TEXT FOR ANALYSIS
BEGIN

Sleep, Dang It!
Sometimes our moments with our kids aren't the warm-fuzzy ones of fairy tales. Sometimes they are pedantic, tough-love, life lessons. I am learning about those.Sugar Cookie is 4 calendar months old today (17 weeks, 2 days).
She is still not sleeping through the night, and while this is not completely atypical, it isn't something I care to have continue ad nauseum. I also fear we contribute to the problem by picking her up in the night when she cries.
Her crib is in our master bedroom on the wall facing my side of the bed. This worked very well for us when she was tiny and woke up to eat every couple of hours. It also helped on those nights when she couldn't sleep and laying on Michael's tummy was the only way we could get her quiet.
Last night I made a few mistakes:
Cookie was obviously drowsy on my lap sometime between 8 and 9, but instead of taking her upstairs and putting her in the crib, I let her rest with me while I watched the American Idol results show. By the time it was over and I was ready to take her upstairs, she was getting agitated because she was so tired. But by then the rocking chair didn't work, and a bottle didn't work. Michael tried to take her from me because she was crying, and I snapped at him telling him to stop treating me like I can't take care of her when she cries (he often takes her from me when she starts crying because he knows she will often stop with a "change of venue"). I took her upstairs, changed her while simultaneously fighting with her to get her to lie on her back and not roll over so I could get a diaper on her. This was the most challenging it had ever been. She just whimpered and whined, and arched her back and rolled onto her side and flailed her arms and legs. I was exhausted and completely out of patience. So, I got a dipaer on her, scooped her up and grabbed her pyjamas out of the drawer, and took her into the bedroom where I quickly and firmly dressed her without talking to her, took her over to the crib, laid her on her back, and closed myself in the bathroom. I took my nighttime pills, and some Tylenol PM as now my head was pounding, brushed my teeth, and got into my pyjamas. Cookie fussed the whole time, but by the time I emerged from the bathroom she had turned over onto her tummy as usual and had fallen fast asleep and was snoring. I didn't feel guilty. I felt exhausted. I fell asleep almost immediately. I don't remember Michael coming to bed.

END

SUPPLIED ENTRIES
BEGIN

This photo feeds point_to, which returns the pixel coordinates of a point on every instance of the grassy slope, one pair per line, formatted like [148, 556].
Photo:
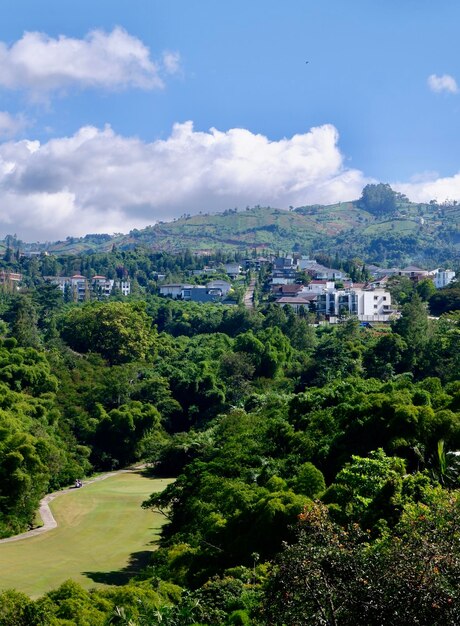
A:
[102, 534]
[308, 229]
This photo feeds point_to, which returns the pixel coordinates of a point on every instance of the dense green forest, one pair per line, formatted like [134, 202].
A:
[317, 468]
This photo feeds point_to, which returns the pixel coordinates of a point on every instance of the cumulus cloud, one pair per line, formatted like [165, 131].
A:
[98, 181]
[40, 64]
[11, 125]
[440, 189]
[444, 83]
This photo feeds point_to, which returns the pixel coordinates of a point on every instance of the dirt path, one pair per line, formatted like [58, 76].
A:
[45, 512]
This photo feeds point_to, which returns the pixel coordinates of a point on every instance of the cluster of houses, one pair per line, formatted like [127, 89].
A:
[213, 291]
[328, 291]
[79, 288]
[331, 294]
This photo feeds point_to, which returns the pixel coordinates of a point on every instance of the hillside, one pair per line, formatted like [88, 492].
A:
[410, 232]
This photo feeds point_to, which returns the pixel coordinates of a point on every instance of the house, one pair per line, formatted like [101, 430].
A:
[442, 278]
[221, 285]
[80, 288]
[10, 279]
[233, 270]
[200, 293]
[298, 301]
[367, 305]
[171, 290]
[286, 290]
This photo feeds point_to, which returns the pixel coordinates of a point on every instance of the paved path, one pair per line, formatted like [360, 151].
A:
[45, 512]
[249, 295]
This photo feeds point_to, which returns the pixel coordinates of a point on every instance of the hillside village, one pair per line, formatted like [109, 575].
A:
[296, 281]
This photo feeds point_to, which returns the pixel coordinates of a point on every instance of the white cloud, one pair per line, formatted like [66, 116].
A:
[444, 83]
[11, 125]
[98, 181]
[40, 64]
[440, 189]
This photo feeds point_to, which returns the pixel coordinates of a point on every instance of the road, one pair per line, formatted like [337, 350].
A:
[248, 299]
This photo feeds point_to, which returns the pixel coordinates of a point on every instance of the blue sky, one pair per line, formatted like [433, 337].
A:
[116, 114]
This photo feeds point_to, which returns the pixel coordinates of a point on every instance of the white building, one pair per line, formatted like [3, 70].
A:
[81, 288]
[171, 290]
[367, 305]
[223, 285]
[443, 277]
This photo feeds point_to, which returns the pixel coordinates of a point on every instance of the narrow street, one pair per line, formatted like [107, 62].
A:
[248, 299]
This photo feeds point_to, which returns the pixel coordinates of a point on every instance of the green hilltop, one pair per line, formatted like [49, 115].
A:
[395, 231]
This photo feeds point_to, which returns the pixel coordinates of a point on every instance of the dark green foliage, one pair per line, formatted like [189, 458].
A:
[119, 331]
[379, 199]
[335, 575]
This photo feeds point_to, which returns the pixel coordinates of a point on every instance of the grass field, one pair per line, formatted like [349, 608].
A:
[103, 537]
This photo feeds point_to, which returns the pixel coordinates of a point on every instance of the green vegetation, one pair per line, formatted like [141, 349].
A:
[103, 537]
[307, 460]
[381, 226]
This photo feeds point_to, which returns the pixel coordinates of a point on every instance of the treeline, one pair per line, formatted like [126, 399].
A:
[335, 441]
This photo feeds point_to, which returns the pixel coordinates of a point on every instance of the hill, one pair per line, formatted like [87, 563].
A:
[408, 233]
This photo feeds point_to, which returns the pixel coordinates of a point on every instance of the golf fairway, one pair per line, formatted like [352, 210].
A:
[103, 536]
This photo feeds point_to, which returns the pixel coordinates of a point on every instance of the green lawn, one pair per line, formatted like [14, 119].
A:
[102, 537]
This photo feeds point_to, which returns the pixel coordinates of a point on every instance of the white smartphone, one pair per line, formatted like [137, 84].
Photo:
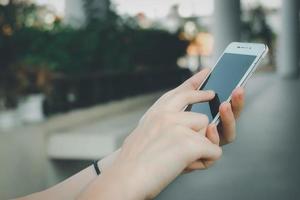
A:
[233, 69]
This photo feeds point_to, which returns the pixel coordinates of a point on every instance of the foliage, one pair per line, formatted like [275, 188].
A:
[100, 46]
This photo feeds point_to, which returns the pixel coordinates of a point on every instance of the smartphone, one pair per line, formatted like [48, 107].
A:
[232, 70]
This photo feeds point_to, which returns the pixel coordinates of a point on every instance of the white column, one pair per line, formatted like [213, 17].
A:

END

TASK REQUIREMENTS
**A)** Rewrite the part of the text about a baby's sleep from "She is still" up to and including "get her quiet.", replacing "master bedroom" with "main bedroom".
**B)** Write the next part of the text about a baby's sleep, starting after its final sentence.
The records have no connection to the text about a baby's sleep.

ANSWER SET
**A)**
She is still not sleeping through the night, and while this is not completely atypical, it isn't something I care to have continue ad nauseum. I also fear we contribute to the problem by picking her up in the night when she cries.
Her crib is in our main bedroom on the wall facing my side of the bed. This worked very well for us when she was tiny and woke up to eat every couple of hours. It also helped on those nights when she couldn't sleep and laying on Michael's tummy was the only way we could get her quiet.

**B)**
At 2 am, Cookie woke up and I stayed in bed until she was actually crying loudly enough to know she was not going back to sleep anytime soon. I held her to make sure she didn't just want to be comforted, and she started to holler. I went over to the bed, grabbed a bottle from the nightstand (yes, it stays out all night - no, i don't want to hear about bacteria this and bacteria that) and she gupled it down in minutes and fell right back asleep after a big burp. I laid her back in the crib, shook Michael and told him to go downstairs and get another bottle for later, and fell back asleep. She didn't smell dirty, so I didn't change her.
At 4:30 she was up again, and this time I aked Michael to take her. I suppose he did, because I fell right back asleep and the alarm went off at 7 and there she was sleeping peacefully between the two of us in bed. But bottle #2 looked like she had only had about 2 oz., so clearly this second nightly wake-up isn't because of hunger.
But I am still so tired this morning.
I read that at 4 months she should be sleeping for 7 hours straight at night. That just isn't happening. The above scenario is what is typical.
I'm considering moving the crib out of our bedroom and into the nursery.
I'm considering letting her "cry it out". Ugh.
But she seems genuinely ravenous when she wakes up that first time. I feel like if she is just gulping the bottle, then it means I should keep feeding her then.
We are going to start on rice cereal this weekend, and try giving it to her in the evenings. We won't be putting it in a bottle, because that won't teach her to eat from a spoon, and can lead to over-feeding. We certainly don't want to contribute to childhood obesity. But we need to do something.
My mom says she has us conditioned. She says was need to quit getting up with her at night and letting her cry more.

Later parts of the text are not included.